Detection annotation records:
══════════
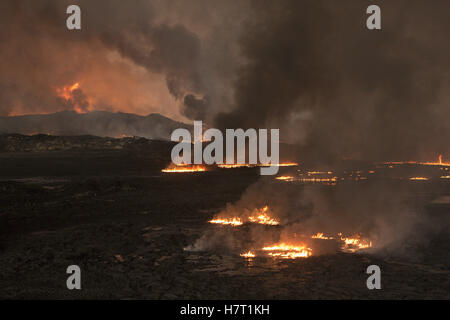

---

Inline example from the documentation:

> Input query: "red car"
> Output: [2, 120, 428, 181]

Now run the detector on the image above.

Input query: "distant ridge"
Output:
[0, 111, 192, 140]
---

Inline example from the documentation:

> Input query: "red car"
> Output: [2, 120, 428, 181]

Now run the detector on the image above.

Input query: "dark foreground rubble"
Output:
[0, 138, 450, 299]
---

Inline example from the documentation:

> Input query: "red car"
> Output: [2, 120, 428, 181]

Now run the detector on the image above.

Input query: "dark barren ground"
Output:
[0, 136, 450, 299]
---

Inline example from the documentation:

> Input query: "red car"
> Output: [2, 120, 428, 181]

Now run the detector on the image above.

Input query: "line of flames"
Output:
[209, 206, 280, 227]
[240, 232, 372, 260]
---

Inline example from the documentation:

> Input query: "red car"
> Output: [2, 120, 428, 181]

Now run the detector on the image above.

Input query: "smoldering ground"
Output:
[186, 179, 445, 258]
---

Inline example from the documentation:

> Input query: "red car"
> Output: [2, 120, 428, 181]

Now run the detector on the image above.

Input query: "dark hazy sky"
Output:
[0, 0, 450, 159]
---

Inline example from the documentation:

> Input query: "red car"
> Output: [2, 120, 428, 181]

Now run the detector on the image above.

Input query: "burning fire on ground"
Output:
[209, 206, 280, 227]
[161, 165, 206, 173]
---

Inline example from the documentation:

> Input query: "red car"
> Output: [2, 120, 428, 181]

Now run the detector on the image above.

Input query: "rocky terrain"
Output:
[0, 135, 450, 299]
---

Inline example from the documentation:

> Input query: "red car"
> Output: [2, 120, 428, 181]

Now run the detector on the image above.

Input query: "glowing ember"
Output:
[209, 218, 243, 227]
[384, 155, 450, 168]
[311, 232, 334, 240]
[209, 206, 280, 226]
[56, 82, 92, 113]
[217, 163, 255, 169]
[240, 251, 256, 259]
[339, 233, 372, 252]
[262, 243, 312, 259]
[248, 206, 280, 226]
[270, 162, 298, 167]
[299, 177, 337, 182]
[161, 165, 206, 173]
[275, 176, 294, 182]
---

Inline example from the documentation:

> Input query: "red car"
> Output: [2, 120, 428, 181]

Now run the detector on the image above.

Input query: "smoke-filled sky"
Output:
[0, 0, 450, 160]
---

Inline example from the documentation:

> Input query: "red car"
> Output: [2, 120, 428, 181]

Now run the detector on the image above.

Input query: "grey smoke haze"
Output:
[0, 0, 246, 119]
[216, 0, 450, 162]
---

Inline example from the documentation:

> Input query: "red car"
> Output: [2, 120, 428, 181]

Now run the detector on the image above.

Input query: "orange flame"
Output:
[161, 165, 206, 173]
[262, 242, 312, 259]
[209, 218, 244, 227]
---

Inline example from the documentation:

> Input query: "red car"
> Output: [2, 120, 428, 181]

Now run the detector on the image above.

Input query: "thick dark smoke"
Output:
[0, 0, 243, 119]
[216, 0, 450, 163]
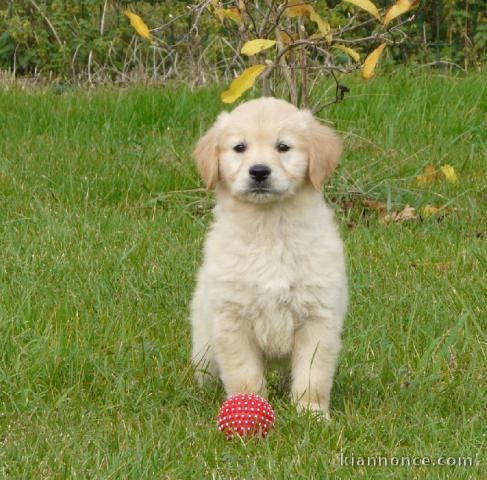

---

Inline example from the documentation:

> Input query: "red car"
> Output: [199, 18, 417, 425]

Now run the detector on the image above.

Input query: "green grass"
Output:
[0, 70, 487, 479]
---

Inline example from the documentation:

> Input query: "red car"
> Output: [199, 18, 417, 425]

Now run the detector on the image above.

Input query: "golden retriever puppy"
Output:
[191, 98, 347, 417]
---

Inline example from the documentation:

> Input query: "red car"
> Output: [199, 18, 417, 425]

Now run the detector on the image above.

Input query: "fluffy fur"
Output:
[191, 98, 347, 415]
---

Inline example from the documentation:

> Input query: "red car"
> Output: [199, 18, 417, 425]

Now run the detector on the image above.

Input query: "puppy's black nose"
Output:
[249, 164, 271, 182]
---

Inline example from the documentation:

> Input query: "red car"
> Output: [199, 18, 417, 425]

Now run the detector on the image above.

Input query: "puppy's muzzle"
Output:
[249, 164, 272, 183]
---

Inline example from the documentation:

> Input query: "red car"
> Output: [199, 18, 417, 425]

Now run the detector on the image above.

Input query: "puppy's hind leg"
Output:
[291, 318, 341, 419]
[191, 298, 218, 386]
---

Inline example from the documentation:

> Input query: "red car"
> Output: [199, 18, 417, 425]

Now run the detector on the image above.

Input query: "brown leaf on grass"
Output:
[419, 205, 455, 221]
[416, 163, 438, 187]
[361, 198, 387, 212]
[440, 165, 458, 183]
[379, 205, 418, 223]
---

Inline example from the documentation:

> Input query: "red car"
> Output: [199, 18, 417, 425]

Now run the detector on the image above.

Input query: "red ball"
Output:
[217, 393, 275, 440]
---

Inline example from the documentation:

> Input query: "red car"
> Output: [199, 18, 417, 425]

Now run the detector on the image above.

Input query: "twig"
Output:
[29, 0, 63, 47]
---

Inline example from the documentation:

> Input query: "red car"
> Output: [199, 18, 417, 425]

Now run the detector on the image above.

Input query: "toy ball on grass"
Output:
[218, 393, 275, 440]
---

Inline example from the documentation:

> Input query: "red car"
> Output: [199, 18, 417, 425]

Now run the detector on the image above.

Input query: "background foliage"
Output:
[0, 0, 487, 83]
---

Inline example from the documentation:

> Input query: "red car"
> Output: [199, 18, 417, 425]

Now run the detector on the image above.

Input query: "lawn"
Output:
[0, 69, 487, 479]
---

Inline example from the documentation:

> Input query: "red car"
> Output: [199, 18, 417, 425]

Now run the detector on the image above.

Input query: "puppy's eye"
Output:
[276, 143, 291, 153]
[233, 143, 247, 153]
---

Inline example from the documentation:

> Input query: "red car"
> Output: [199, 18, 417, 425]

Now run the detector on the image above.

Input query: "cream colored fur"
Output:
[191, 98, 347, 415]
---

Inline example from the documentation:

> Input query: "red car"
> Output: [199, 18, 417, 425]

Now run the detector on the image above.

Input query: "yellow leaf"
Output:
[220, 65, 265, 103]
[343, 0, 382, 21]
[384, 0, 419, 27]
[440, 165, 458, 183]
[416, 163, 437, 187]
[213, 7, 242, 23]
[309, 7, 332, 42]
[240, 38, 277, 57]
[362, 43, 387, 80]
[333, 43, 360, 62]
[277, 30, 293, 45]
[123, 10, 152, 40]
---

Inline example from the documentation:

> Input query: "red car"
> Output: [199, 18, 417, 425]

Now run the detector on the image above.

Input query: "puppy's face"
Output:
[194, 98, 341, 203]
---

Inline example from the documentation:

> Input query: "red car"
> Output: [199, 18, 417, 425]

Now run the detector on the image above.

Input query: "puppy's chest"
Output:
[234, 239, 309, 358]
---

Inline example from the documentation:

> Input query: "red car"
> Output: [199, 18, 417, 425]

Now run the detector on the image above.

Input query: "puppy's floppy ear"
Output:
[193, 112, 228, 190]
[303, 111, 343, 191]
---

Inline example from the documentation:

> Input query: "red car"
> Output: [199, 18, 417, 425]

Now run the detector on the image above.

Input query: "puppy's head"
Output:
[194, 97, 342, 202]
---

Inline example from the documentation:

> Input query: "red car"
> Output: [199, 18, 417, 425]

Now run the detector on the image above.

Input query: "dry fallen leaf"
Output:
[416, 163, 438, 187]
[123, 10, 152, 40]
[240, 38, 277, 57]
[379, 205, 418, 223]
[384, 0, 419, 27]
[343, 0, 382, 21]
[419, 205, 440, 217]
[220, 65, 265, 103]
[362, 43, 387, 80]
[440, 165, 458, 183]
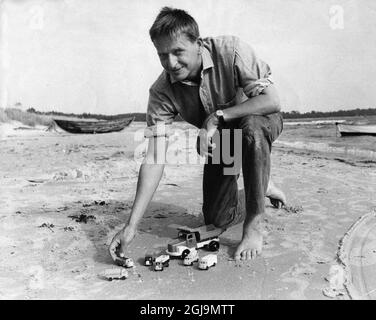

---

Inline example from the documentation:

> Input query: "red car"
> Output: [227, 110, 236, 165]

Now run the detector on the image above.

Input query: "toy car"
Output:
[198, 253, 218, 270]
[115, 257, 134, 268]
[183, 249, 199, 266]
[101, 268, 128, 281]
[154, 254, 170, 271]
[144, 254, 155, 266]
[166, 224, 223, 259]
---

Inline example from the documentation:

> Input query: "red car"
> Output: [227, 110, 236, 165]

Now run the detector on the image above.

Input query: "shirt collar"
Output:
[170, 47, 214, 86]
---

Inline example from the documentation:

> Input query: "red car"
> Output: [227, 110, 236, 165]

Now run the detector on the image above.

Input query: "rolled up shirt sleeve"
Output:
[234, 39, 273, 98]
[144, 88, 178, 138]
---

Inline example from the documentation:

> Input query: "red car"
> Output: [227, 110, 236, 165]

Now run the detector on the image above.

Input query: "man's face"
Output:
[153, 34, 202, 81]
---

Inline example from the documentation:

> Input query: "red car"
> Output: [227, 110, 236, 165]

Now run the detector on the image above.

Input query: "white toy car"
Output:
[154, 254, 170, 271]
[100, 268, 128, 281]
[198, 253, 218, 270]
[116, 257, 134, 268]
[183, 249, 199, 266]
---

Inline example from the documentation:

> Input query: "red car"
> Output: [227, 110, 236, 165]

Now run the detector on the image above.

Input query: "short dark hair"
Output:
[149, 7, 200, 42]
══════════
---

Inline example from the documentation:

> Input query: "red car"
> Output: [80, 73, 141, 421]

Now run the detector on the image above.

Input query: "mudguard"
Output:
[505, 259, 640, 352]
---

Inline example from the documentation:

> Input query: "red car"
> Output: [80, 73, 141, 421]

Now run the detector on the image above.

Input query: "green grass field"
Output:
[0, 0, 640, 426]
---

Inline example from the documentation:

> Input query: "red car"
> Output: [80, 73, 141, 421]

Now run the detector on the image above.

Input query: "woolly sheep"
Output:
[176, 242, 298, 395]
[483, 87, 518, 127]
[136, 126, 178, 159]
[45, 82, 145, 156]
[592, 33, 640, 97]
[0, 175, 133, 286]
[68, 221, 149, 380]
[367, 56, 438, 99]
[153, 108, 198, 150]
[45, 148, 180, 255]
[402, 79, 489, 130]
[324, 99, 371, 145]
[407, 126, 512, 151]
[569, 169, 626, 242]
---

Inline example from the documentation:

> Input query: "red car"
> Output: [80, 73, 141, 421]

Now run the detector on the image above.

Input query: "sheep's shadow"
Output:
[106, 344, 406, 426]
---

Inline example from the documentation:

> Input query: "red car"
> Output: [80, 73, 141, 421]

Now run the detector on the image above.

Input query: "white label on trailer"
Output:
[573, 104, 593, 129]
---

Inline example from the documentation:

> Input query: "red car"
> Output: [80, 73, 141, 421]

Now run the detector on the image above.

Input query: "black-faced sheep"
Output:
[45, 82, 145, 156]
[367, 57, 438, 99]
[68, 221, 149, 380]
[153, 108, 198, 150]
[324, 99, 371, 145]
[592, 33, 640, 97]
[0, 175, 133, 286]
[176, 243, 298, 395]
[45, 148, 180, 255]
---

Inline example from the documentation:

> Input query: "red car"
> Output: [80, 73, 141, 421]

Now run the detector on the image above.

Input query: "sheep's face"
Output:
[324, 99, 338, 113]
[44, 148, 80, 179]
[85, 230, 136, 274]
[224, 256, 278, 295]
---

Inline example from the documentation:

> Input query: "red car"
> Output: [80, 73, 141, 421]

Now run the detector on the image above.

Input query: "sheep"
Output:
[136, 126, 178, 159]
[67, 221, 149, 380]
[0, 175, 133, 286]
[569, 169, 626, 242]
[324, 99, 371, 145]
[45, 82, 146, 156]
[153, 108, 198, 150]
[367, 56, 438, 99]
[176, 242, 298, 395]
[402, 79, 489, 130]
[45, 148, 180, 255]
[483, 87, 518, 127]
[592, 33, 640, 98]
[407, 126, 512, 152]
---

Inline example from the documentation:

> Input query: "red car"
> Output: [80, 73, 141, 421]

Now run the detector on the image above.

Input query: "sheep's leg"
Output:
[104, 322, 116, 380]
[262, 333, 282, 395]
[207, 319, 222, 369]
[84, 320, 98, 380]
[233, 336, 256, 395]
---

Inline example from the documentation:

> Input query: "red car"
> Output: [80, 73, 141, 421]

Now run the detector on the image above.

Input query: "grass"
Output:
══════════
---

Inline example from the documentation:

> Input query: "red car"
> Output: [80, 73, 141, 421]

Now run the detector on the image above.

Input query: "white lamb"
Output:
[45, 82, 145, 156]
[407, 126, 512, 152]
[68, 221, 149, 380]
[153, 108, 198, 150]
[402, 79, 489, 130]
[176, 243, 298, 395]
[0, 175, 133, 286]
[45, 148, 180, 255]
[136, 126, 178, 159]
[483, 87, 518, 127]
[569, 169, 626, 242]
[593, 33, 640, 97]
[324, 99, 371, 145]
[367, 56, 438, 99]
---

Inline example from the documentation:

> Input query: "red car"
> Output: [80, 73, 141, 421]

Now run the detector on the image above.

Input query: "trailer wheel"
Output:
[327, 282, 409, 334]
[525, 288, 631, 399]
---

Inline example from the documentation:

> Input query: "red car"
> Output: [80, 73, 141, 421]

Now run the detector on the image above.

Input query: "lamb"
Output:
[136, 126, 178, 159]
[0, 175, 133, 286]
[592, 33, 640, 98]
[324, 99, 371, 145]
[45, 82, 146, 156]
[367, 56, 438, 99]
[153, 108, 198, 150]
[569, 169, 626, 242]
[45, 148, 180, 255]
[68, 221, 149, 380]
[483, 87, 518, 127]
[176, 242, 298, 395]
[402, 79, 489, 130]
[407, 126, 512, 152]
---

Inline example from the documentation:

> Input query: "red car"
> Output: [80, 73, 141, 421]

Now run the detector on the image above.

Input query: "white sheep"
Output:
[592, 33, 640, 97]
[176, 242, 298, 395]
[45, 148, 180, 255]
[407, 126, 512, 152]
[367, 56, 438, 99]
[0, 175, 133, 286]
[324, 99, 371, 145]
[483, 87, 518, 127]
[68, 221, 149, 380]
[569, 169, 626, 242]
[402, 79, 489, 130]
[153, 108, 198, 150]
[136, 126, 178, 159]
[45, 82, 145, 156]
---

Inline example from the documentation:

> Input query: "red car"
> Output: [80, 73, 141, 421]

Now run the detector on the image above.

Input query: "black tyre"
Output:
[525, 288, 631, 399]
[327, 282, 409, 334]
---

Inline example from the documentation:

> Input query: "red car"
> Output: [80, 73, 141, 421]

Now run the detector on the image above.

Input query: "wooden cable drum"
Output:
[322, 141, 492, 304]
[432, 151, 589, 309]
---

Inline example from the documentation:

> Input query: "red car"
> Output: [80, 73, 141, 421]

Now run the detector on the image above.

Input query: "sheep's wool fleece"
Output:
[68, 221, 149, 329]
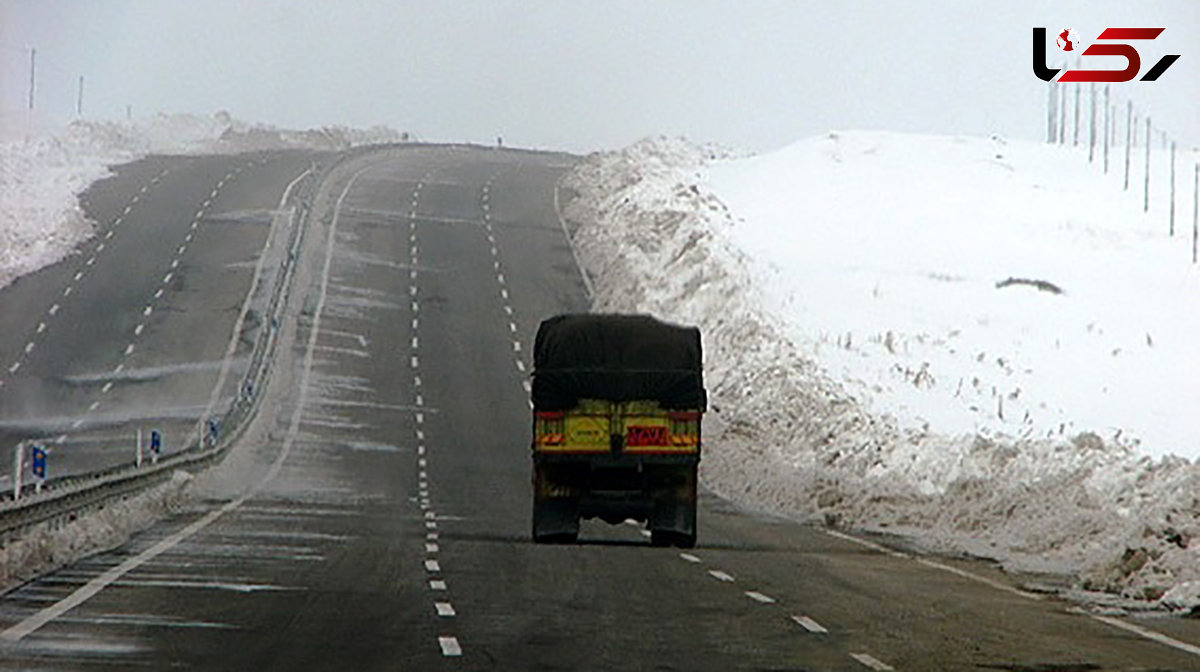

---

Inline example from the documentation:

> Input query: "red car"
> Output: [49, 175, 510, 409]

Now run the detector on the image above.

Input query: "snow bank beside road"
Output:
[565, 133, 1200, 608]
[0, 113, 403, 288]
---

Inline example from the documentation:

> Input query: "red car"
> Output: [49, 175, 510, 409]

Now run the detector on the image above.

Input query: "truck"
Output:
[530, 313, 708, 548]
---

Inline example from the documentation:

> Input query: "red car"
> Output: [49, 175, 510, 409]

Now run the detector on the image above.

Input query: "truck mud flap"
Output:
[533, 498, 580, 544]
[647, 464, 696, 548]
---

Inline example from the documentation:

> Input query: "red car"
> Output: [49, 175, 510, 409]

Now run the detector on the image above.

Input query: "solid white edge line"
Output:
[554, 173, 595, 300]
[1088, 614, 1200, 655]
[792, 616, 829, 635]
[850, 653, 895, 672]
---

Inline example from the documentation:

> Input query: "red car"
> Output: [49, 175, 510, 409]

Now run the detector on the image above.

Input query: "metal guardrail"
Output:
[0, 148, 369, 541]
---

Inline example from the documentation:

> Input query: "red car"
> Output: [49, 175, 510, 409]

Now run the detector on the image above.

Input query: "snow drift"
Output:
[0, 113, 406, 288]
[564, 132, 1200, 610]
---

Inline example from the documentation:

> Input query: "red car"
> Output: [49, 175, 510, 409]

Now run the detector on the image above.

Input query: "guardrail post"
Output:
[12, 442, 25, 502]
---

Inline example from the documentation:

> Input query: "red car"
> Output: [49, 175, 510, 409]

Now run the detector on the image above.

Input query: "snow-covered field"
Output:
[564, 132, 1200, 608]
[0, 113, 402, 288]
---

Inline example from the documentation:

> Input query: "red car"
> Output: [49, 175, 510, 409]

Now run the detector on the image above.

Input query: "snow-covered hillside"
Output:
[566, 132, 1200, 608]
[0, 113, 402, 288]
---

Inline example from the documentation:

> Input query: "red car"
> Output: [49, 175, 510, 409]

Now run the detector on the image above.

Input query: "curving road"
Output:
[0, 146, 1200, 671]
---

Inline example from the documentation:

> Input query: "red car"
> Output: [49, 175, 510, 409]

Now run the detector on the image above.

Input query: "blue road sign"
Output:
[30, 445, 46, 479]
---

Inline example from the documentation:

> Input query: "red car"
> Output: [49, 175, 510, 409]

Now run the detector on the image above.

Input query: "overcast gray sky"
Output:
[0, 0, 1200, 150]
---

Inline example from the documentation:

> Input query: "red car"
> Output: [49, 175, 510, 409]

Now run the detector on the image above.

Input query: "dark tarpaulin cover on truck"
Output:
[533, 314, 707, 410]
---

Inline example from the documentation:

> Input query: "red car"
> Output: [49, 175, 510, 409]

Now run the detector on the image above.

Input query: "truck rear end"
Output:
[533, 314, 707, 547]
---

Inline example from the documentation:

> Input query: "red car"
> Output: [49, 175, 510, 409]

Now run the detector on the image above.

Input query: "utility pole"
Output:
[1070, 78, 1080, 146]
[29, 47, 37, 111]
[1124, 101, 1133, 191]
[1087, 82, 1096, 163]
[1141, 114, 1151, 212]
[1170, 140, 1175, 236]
══════════
*WRITTEN EXERCISE:* Count the lines above that contain the string "green", treating uppercase and lowercase as distinct. Reply with the number alone.

*SOLUTION FOR THIS EXERCISE:* 2